**Selected extract:**
'''
A famous bit of wisdom from Yogi Berra may define the Democrats’ dilemma following this year’s election: “When you see a fork in the road, take it.”
The party out of power is seeking a direction: It is likely to wind up with two. A pair of center-left Democratic House members, part of the “modsquad,” are favored to win governorships in Virginia and New Jersey.
Very different political animals populate the party. A 33-year-old state assemblyman, member of Democratic Socialists of America, is the Democrats’ nominee to be mayor of New York City. The left-activist candidate for mayor in Seattle, Katie Wilson, outpolled business-friendly Mayor Bruce Harrell in the primary.
Former U.S. Rep. Abigail Spanberger, leading in Virginia polls for governor, is a former CIA intelligence officer who worked on nuclear proliferation and terrorism. She was a member of the centrist New Democrat Coalition in Congress and a sharp critic of the “defund the police” craze.
'''
**Things to do:**
a - Decide whether each statement below agrees with the passage on the Democrats' post-election direction. Answer yes or no for each, and quote the words from the passage that settle it.
(i) In the Seattle primary, Katie Wilson received more support than Mayor Bruce Harrell.
(ii) Abigail Spanberger backed the "defund the police" movement.
(iii) The Democrats' nominee for mayor of New York City is a 33-year-old state senator.
b - Pick up the passage on the Democrats' post-election direction right after its final sentence and keep writing.

**Record list:**
'''
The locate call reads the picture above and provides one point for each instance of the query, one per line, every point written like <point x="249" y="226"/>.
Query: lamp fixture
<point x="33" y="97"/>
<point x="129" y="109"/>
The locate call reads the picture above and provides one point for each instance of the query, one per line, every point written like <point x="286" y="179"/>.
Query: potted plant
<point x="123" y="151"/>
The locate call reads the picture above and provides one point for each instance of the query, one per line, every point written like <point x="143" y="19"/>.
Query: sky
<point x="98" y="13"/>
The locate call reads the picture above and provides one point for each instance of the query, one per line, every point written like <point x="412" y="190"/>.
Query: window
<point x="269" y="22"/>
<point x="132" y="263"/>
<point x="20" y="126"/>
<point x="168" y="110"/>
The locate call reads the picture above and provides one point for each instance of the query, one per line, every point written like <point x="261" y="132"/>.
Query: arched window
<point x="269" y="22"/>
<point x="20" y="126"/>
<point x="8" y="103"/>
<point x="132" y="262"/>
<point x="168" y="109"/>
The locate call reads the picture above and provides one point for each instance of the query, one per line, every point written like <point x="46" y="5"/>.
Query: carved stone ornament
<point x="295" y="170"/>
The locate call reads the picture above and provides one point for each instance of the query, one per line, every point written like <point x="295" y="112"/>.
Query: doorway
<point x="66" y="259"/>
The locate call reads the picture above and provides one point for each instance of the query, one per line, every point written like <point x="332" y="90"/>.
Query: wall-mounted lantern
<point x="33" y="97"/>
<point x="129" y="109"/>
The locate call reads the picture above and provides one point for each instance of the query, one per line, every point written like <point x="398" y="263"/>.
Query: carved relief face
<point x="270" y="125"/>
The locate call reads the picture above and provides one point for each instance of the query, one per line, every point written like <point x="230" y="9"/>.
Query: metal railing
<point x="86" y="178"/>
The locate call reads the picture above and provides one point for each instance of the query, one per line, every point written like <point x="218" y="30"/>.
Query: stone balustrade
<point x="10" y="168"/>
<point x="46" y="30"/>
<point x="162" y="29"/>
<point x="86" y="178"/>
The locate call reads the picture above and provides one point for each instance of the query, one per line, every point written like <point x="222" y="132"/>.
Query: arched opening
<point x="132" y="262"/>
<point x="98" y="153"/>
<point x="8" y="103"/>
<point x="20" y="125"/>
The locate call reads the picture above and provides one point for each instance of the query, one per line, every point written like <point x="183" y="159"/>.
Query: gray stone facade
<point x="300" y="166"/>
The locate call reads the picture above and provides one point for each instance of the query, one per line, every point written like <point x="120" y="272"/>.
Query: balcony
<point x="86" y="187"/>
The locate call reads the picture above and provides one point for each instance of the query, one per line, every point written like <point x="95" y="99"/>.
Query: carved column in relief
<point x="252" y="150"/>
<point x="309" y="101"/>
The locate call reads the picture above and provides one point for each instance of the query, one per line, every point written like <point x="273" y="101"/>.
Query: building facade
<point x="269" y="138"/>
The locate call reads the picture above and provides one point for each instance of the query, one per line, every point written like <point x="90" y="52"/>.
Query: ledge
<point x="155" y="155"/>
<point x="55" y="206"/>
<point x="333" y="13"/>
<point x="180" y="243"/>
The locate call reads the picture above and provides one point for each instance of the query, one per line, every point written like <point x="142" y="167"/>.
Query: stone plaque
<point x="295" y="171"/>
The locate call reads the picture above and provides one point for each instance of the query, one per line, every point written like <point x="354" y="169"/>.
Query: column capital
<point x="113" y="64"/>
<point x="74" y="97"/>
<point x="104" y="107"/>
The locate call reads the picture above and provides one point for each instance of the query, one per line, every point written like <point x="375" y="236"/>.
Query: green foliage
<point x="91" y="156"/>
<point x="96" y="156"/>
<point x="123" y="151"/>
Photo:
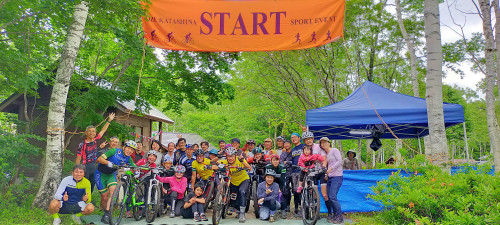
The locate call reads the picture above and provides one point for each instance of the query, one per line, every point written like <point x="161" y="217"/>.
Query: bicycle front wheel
<point x="310" y="205"/>
<point x="209" y="192"/>
<point x="152" y="203"/>
<point x="138" y="203"/>
<point x="220" y="203"/>
<point x="118" y="203"/>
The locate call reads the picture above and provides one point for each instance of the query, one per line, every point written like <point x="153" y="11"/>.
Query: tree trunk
<point x="57" y="107"/>
<point x="411" y="51"/>
<point x="434" y="90"/>
<point x="489" y="54"/>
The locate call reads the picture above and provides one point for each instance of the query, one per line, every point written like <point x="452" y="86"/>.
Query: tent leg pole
<point x="466" y="144"/>
<point x="419" y="146"/>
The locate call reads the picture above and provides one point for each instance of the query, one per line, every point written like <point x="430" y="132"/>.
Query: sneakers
<point x="330" y="218"/>
<point x="57" y="221"/>
<point x="242" y="217"/>
<point x="197" y="217"/>
<point x="284" y="214"/>
<point x="76" y="219"/>
<point x="105" y="218"/>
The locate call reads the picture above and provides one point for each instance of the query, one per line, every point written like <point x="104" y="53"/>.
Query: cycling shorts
<point x="104" y="181"/>
<point x="72" y="208"/>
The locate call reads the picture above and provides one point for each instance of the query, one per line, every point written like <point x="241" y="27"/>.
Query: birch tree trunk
<point x="497" y="39"/>
<point x="493" y="129"/>
<point x="434" y="90"/>
<point x="411" y="51"/>
<point x="57" y="107"/>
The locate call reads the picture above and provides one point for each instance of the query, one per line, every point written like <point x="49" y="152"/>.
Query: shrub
<point x="433" y="196"/>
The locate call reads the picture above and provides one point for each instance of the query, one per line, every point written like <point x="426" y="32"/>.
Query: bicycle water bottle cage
<point x="234" y="196"/>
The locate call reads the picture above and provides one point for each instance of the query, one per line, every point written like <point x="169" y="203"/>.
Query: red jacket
<point x="313" y="157"/>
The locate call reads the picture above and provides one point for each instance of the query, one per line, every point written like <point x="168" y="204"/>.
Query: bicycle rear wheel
<point x="209" y="194"/>
<point x="138" y="207"/>
<point x="118" y="201"/>
<point x="152" y="203"/>
<point x="255" y="200"/>
<point x="310" y="205"/>
<point x="220" y="203"/>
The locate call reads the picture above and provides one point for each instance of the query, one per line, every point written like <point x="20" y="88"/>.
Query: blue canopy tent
'''
**Answers to the exercise:**
a -
(i) Yes: "The left-activist candidate for mayor in Seattle, Katie Wilson, outpolled business-friendly Mayor Bruce Harrell in the primary."
(ii) No: "a sharp critic of the “defund the police” craze."
(iii) No: "A 33-year-old state assemblyman, member of Democratic Socialists of America, is the Democrats’ nominee to be mayor of New York City."

b -
Spanberger leads Republican Lt. Governor Winsome Earle-Sears in the polls. The Republican nominee is hurting in Northern Virginia, with its large federal workforce slashed by Trump’s “Department of Government Efficiency.” Either candidate would be the first of her gender to be governor of the Old Dominion.
In New Jersey, Democratic gubernatorial nominee and frontrunner U.S. Rep. Mikie Sherrill is a Naval Academy graduate, combat helicopter veteran, alumna of the blue-chip Kirkland & Ellis law firm, and a former federal prosecutor. She, too, is a New Democrat and initially refused to vote for Nancy Pelosi as House Speaker.
Both Sherrill and Spangerger were elected to Congress in 2018, flipping Republican-held seats. Both have won tough races in suburban and exurban constituencies.
Across the Hudson River, Zohran Mamdani is a charismatic nominee but full-time villain demonized on Fox News. He ran from far back — and walked the length of Manhattan — to upset ex-New York Gov. Andrew Cuomo in the Democratic primary. Cuomo is on the ballot as an independent, setting up a rematch for November. He may get backstage help from Trump. The two tough guys, Mamdani and Cuomo, hail from Queens, know each other, cut ethical corners — and Trump had called Mamdani “a communist.”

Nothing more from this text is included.